[Start of section]

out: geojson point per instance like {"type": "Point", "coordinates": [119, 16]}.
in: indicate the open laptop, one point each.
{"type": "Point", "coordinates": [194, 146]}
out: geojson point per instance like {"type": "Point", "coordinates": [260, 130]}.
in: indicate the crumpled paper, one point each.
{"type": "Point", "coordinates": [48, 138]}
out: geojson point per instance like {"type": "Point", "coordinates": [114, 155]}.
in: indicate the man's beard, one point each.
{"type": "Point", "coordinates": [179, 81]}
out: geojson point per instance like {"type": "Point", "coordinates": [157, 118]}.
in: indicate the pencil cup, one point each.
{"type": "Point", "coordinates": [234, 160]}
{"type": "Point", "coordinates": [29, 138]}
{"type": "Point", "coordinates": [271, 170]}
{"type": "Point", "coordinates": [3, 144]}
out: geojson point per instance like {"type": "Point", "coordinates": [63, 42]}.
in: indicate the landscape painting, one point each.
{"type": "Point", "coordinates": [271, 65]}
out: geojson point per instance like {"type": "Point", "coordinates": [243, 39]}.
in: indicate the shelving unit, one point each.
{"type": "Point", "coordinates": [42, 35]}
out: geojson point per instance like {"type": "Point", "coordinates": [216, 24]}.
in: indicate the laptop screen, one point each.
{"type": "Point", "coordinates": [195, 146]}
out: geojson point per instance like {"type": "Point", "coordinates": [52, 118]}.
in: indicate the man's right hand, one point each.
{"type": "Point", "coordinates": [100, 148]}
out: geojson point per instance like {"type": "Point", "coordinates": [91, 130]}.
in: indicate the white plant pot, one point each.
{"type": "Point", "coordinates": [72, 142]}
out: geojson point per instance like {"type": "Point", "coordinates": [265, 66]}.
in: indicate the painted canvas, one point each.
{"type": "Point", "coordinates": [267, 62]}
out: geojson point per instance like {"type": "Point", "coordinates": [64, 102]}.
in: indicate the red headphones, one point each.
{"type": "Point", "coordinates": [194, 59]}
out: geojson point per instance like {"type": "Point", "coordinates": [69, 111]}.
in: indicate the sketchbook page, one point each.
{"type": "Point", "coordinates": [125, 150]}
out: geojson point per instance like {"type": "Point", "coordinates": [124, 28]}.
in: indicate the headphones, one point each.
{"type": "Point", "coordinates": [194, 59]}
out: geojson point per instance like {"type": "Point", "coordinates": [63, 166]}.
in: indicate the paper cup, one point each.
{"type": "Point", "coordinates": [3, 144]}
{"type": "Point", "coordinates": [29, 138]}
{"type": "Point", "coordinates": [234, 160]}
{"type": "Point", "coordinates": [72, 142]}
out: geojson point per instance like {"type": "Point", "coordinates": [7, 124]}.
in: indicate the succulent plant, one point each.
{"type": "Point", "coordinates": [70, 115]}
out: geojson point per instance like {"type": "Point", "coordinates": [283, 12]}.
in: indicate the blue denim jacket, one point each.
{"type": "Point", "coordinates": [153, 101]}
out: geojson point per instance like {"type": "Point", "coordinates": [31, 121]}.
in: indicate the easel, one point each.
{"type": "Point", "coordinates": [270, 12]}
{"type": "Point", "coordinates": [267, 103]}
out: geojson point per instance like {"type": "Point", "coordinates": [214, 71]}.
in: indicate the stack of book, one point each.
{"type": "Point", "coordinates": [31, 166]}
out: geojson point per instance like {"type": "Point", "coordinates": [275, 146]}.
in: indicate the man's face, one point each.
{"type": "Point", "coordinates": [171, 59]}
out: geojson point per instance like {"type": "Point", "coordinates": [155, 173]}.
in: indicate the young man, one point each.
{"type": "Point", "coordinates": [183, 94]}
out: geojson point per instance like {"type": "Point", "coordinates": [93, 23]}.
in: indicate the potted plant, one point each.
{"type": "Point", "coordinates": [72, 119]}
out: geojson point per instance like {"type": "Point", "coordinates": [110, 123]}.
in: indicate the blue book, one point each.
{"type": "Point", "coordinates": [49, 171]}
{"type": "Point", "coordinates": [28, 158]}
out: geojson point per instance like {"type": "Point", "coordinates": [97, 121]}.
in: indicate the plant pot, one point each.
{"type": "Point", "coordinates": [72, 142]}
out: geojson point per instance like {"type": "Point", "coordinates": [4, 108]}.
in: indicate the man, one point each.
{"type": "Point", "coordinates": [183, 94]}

[End of section]

• _Aim of the task_:
Go through the listing and transcribe all of it exactly.

• _Worked solution_:
out: geojson point per instance like {"type": "Point", "coordinates": [119, 16]}.
in: indicate the open laptop, one point each.
{"type": "Point", "coordinates": [194, 146]}
out: geojson point per instance like {"type": "Point", "coordinates": [260, 130]}.
in: indicate the crumpled paper, one point each.
{"type": "Point", "coordinates": [48, 138]}
out: geojson point per instance like {"type": "Point", "coordinates": [114, 155]}.
in: indicate the man's beard, one point each.
{"type": "Point", "coordinates": [179, 81]}
out: geojson point per instance like {"type": "Point", "coordinates": [157, 118]}.
in: indicate the pencil cup, one point each.
{"type": "Point", "coordinates": [234, 160]}
{"type": "Point", "coordinates": [29, 138]}
{"type": "Point", "coordinates": [271, 170]}
{"type": "Point", "coordinates": [3, 144]}
out: geojson point per instance like {"type": "Point", "coordinates": [63, 42]}.
in: indicate the landscape painting, one point each.
{"type": "Point", "coordinates": [271, 65]}
out: geojson point per instance like {"type": "Point", "coordinates": [243, 39]}.
in: indicate the shelving unit, one point each.
{"type": "Point", "coordinates": [42, 35]}
out: geojson point per instance like {"type": "Point", "coordinates": [216, 24]}.
in: indicate the laptop screen, one point each.
{"type": "Point", "coordinates": [195, 146]}
out: geojson point per instance like {"type": "Point", "coordinates": [52, 118]}.
in: indicate the man's right hand, one point each.
{"type": "Point", "coordinates": [100, 148]}
out: geojson point per instance like {"type": "Point", "coordinates": [91, 130]}.
in: indicate the white plant pot, one point each.
{"type": "Point", "coordinates": [72, 142]}
out: geojson point per instance like {"type": "Point", "coordinates": [265, 66]}.
in: indicate the painted canvas, one point each.
{"type": "Point", "coordinates": [267, 62]}
out: geojson point per instance like {"type": "Point", "coordinates": [64, 102]}.
in: indicate the red headphones, one point each.
{"type": "Point", "coordinates": [194, 59]}
out: geojson point per instance like {"type": "Point", "coordinates": [69, 111]}.
in: indicate the sketchbook page, one point each.
{"type": "Point", "coordinates": [125, 150]}
out: geojson point per instance like {"type": "Point", "coordinates": [124, 28]}.
in: indicate the headphones, one point each.
{"type": "Point", "coordinates": [194, 59]}
out: geojson point per instance like {"type": "Point", "coordinates": [63, 166]}.
in: indicate the paper cup, one point each.
{"type": "Point", "coordinates": [3, 144]}
{"type": "Point", "coordinates": [29, 138]}
{"type": "Point", "coordinates": [234, 160]}
{"type": "Point", "coordinates": [72, 142]}
out: geojson point per instance like {"type": "Point", "coordinates": [7, 124]}.
in: indicate the succulent plant, one point each.
{"type": "Point", "coordinates": [70, 115]}
out: geojson point per instance like {"type": "Point", "coordinates": [283, 12]}.
in: indicate the blue denim jacket, one point each.
{"type": "Point", "coordinates": [153, 101]}
out: geojson point per instance like {"type": "Point", "coordinates": [31, 121]}.
in: indicate the easel, one point each.
{"type": "Point", "coordinates": [270, 12]}
{"type": "Point", "coordinates": [267, 103]}
out: geojson point per instance like {"type": "Point", "coordinates": [214, 71]}.
in: indicate the stack of book, one point each.
{"type": "Point", "coordinates": [31, 166]}
out: geojson point per instance like {"type": "Point", "coordinates": [275, 146]}.
in: indicate the man's face, one point each.
{"type": "Point", "coordinates": [171, 59]}
out: geojson point per instance like {"type": "Point", "coordinates": [155, 173]}.
in: indicate the young man, one point each.
{"type": "Point", "coordinates": [183, 94]}
out: geojson point per instance like {"type": "Point", "coordinates": [93, 23]}.
in: indicate the potted plant, one point each.
{"type": "Point", "coordinates": [72, 119]}
out: geojson point per instance like {"type": "Point", "coordinates": [110, 123]}.
in: indicate the blue book, one point each.
{"type": "Point", "coordinates": [49, 171]}
{"type": "Point", "coordinates": [28, 158]}
out: geojson point per instance like {"type": "Point", "coordinates": [97, 121]}.
in: indicate the plant pot, one point each.
{"type": "Point", "coordinates": [72, 142]}
out: geojson point per instance like {"type": "Point", "coordinates": [4, 108]}.
in: indicate the man, one point each.
{"type": "Point", "coordinates": [183, 94]}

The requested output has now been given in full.